A line qualifies if it holds the string "window". Copy every qualifying line from the records.
------------------------------
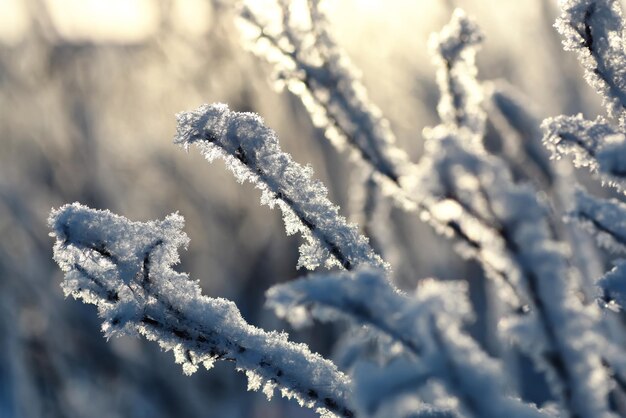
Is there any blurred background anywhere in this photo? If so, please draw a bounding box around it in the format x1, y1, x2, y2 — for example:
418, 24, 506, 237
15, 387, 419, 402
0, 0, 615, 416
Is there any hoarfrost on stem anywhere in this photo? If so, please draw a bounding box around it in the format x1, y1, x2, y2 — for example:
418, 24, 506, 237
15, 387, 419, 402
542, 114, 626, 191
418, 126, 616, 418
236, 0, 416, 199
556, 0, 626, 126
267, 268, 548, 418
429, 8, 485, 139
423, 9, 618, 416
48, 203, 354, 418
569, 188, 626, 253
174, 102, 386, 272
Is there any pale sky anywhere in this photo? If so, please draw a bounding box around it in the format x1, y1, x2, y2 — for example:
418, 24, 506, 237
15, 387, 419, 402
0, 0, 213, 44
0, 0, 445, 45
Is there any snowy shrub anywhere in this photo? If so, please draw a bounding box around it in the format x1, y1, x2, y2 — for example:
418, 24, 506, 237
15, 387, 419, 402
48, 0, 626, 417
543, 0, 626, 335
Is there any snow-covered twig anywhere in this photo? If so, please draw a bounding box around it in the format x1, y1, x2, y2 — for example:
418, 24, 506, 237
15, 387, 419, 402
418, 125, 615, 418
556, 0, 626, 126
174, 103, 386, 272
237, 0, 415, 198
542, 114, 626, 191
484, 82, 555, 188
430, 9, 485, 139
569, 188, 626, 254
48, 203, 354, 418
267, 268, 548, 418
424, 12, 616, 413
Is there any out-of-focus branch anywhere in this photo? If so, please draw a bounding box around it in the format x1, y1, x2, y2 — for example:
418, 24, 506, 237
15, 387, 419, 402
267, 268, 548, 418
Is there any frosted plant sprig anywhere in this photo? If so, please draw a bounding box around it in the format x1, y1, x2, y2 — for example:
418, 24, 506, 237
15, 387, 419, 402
------------------------------
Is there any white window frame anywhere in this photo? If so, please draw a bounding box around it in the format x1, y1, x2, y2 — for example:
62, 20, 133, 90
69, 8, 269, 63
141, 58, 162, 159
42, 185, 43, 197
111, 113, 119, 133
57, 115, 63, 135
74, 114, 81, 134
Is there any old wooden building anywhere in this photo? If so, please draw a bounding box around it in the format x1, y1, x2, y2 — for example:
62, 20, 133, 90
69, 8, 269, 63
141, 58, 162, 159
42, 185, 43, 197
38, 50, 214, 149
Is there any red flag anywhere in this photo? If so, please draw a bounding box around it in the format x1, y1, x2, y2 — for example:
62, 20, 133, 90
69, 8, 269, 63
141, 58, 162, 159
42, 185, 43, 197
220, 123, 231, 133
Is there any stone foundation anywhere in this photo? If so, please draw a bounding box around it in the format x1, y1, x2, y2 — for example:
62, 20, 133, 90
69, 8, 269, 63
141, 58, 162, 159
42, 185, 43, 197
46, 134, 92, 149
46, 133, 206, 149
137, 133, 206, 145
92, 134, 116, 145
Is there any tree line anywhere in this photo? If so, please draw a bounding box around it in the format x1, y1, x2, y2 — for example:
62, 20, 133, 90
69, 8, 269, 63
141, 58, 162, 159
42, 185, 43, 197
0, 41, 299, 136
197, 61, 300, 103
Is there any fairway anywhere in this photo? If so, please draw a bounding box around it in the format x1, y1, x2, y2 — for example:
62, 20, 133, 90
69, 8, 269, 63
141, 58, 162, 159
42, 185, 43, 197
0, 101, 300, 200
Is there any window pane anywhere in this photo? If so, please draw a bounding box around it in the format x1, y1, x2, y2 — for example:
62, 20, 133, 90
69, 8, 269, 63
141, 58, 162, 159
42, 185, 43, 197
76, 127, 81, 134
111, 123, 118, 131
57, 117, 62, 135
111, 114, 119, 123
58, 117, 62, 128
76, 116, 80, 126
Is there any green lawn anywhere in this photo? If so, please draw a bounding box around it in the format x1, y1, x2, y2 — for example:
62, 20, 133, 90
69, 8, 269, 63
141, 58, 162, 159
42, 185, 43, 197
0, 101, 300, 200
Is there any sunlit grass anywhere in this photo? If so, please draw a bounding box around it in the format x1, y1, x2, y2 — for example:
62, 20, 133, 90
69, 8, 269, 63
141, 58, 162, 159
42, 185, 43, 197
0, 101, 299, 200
------------------------------
__EXERCISE RESULT__.
Is there any white window frame anywhere in this photo? If so, please draw a bounding box around it in the format x1, y1, x2, y2 — for example:
Is there any window pane anywhere in this photo? If so, please draw a bounding box around it in the format x1, y1, x2, y2 — for example:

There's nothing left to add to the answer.